**Task statement:** Search the data for the string "below" and copy each line where it turns up.

Records from a dataset:
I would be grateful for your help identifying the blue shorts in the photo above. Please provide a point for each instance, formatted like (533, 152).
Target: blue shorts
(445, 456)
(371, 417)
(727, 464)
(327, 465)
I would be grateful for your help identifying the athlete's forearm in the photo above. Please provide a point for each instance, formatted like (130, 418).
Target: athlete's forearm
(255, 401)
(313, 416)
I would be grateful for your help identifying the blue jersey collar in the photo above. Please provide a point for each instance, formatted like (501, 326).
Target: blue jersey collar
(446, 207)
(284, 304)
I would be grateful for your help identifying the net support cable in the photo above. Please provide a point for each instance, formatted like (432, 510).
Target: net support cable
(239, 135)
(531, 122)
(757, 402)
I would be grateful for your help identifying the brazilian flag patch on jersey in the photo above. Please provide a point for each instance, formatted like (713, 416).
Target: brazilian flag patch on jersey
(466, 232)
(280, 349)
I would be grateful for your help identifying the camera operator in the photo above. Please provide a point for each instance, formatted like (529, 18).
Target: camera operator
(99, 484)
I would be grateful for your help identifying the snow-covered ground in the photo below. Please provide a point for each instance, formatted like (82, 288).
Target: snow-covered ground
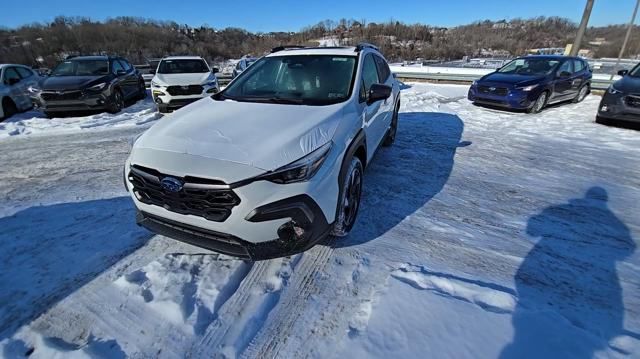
(482, 234)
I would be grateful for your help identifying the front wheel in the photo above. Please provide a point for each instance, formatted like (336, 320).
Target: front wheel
(349, 201)
(541, 101)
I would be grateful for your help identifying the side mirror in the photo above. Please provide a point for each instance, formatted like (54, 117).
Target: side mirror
(564, 74)
(378, 92)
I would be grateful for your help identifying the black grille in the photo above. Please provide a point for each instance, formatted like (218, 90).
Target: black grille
(499, 91)
(61, 96)
(199, 196)
(184, 90)
(632, 101)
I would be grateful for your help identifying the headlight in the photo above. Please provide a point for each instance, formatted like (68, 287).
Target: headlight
(300, 170)
(612, 90)
(528, 88)
(97, 87)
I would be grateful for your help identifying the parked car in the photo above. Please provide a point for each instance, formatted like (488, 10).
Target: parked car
(89, 83)
(15, 81)
(242, 65)
(531, 83)
(621, 101)
(181, 80)
(148, 70)
(274, 162)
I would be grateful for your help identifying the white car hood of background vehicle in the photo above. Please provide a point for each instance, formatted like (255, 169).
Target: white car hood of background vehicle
(183, 79)
(265, 136)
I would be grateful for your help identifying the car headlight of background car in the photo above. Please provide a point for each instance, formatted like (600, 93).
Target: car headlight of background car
(300, 170)
(612, 90)
(528, 88)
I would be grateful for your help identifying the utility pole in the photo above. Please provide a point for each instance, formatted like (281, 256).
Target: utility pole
(583, 27)
(626, 39)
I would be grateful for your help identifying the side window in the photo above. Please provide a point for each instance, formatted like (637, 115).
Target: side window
(116, 66)
(566, 66)
(10, 73)
(369, 75)
(383, 69)
(24, 72)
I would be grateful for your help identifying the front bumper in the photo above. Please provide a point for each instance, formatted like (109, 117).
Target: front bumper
(615, 107)
(86, 102)
(514, 99)
(167, 102)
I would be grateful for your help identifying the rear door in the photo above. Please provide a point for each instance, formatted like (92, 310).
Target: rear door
(373, 114)
(563, 84)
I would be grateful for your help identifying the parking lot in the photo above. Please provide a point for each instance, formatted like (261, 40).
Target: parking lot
(527, 223)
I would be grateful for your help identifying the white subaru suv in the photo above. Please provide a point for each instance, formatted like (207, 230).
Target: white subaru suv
(180, 80)
(274, 163)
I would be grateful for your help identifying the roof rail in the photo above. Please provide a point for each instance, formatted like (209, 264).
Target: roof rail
(364, 45)
(286, 47)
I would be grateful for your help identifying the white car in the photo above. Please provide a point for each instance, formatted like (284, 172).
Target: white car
(180, 80)
(274, 163)
(15, 81)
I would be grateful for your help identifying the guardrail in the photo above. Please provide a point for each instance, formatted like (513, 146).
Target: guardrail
(466, 75)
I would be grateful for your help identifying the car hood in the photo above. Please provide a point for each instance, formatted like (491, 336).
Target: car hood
(70, 82)
(263, 136)
(628, 84)
(183, 79)
(496, 77)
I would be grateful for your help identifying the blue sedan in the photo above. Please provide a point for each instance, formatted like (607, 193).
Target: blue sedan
(531, 83)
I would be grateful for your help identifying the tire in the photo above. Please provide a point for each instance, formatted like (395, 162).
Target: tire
(349, 199)
(540, 103)
(142, 91)
(390, 137)
(117, 102)
(582, 93)
(9, 107)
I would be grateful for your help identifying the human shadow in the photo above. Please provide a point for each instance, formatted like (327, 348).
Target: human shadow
(403, 178)
(47, 252)
(570, 299)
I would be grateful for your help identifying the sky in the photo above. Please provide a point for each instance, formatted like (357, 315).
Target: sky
(292, 15)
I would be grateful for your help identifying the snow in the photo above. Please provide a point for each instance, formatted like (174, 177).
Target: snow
(482, 234)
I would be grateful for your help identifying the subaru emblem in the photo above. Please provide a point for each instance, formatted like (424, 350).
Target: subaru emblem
(171, 184)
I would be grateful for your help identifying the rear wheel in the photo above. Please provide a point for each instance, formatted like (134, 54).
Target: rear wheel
(117, 102)
(9, 107)
(349, 201)
(582, 93)
(541, 101)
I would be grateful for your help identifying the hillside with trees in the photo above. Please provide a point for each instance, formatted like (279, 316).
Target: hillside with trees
(139, 39)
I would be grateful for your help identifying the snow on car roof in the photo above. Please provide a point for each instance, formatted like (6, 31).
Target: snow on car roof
(345, 51)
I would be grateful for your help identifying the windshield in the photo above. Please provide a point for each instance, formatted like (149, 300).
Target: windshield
(182, 66)
(529, 66)
(301, 79)
(82, 68)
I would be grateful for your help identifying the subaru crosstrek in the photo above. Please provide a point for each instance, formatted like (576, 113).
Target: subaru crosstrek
(274, 163)
(531, 83)
(181, 80)
(621, 102)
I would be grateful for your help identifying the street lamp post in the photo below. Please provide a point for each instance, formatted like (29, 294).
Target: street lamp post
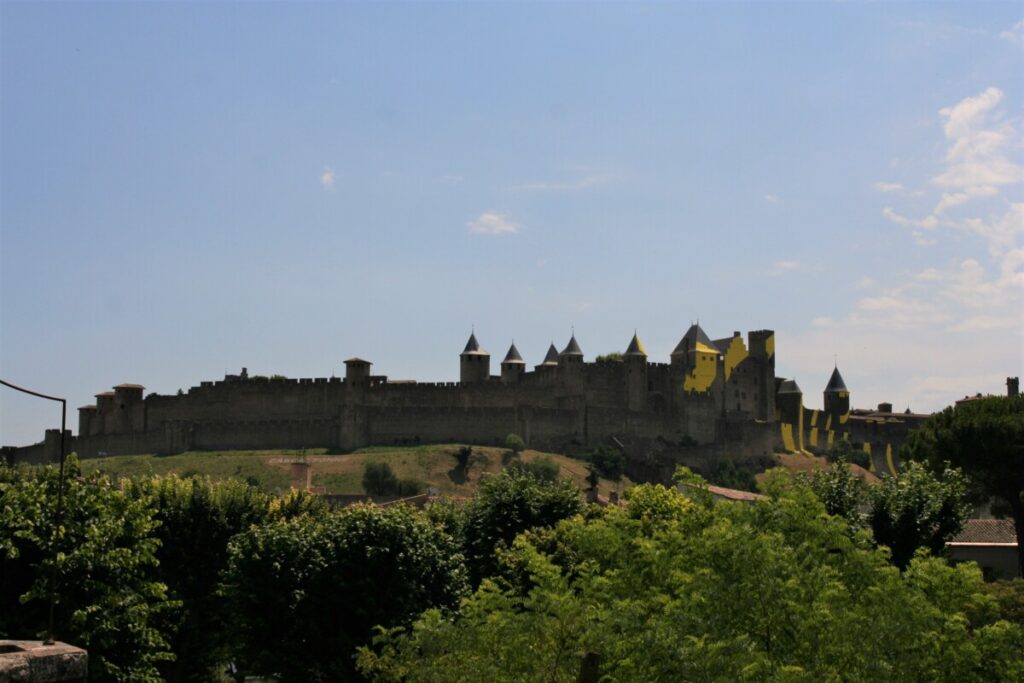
(59, 515)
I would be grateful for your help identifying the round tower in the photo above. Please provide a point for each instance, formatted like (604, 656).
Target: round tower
(513, 366)
(837, 395)
(635, 361)
(570, 380)
(474, 363)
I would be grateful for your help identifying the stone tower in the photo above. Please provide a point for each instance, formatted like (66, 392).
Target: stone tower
(570, 369)
(635, 361)
(513, 366)
(837, 396)
(474, 363)
(356, 372)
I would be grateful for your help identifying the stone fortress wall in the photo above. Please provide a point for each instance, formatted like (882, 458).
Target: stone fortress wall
(722, 395)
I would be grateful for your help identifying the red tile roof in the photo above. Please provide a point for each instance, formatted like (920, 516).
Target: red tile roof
(987, 532)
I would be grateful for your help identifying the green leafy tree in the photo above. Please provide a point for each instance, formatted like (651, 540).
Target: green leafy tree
(379, 479)
(506, 505)
(985, 438)
(918, 509)
(198, 517)
(305, 592)
(673, 589)
(464, 458)
(843, 493)
(109, 599)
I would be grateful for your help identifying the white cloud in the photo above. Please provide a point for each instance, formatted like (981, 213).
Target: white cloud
(929, 274)
(327, 179)
(491, 222)
(1015, 34)
(888, 186)
(780, 267)
(864, 283)
(977, 153)
(922, 240)
(568, 185)
(930, 335)
(927, 222)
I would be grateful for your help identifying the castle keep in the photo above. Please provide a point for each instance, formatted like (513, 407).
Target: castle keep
(720, 394)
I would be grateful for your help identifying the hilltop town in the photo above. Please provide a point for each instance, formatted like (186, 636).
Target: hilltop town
(715, 397)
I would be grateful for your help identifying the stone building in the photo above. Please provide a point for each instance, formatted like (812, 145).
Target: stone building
(718, 395)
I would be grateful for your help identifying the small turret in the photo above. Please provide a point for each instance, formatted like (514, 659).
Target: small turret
(550, 359)
(356, 372)
(790, 401)
(571, 352)
(694, 340)
(837, 395)
(635, 363)
(513, 366)
(474, 363)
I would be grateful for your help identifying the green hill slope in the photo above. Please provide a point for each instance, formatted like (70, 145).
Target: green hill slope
(433, 465)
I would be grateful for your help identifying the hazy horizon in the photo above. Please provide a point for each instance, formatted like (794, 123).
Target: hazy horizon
(186, 189)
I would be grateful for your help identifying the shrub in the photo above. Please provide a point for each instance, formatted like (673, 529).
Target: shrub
(379, 479)
(198, 517)
(543, 468)
(609, 463)
(515, 443)
(508, 504)
(306, 592)
(109, 600)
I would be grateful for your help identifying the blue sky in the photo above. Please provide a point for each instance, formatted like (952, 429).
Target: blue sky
(186, 188)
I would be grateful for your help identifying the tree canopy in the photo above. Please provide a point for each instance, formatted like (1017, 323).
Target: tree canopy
(985, 438)
(670, 588)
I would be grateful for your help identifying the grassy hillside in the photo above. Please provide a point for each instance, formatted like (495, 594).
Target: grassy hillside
(433, 465)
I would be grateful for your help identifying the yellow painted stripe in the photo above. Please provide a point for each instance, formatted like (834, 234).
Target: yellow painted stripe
(787, 442)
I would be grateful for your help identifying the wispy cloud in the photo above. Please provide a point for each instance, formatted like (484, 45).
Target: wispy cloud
(584, 182)
(1015, 34)
(327, 179)
(491, 222)
(951, 327)
(888, 186)
(780, 267)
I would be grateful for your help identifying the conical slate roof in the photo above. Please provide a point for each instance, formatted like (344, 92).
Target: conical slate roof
(693, 337)
(788, 386)
(513, 355)
(836, 382)
(552, 356)
(636, 347)
(572, 348)
(473, 347)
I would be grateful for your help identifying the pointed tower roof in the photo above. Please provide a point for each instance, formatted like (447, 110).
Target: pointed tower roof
(788, 386)
(551, 358)
(473, 347)
(636, 347)
(572, 348)
(836, 382)
(694, 338)
(513, 355)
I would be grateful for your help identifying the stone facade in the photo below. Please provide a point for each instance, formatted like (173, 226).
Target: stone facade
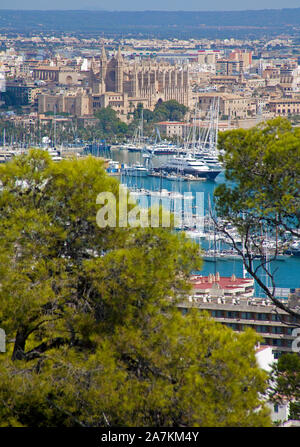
(132, 83)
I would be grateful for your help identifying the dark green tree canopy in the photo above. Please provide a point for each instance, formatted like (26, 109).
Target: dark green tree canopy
(94, 334)
(261, 196)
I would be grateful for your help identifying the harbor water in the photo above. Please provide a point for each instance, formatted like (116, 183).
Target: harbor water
(286, 271)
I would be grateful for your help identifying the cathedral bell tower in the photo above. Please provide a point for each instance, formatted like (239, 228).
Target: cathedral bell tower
(119, 71)
(103, 71)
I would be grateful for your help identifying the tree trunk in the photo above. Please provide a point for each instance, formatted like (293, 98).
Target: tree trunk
(19, 346)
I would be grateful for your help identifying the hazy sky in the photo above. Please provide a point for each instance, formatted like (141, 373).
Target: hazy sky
(141, 5)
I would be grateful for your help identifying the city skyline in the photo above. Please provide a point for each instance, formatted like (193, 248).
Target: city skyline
(156, 5)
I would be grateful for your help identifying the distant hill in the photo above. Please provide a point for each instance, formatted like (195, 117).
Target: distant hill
(175, 23)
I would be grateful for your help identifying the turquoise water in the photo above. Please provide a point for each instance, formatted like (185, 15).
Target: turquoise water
(287, 272)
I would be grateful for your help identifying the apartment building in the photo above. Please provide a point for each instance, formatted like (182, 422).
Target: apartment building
(230, 301)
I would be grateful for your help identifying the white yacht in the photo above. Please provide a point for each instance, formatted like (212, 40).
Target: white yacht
(190, 165)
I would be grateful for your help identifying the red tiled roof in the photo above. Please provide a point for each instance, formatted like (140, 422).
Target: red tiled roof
(205, 282)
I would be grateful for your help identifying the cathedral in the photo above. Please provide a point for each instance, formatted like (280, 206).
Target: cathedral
(123, 84)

**Exercise answer:**
I would be grateful for your help identifying the snow-covered ground in the photo below. Please provide a point for each instance, formatted like (82, 288).
I would be grateful for your help identifying the street lamp post in the photo below. Please provide a point for each instance, formatted like (29, 294).
I would be grateful for your help identifying the stone facade in the photo below. Please provide a point for each instance, formatted like (173, 226).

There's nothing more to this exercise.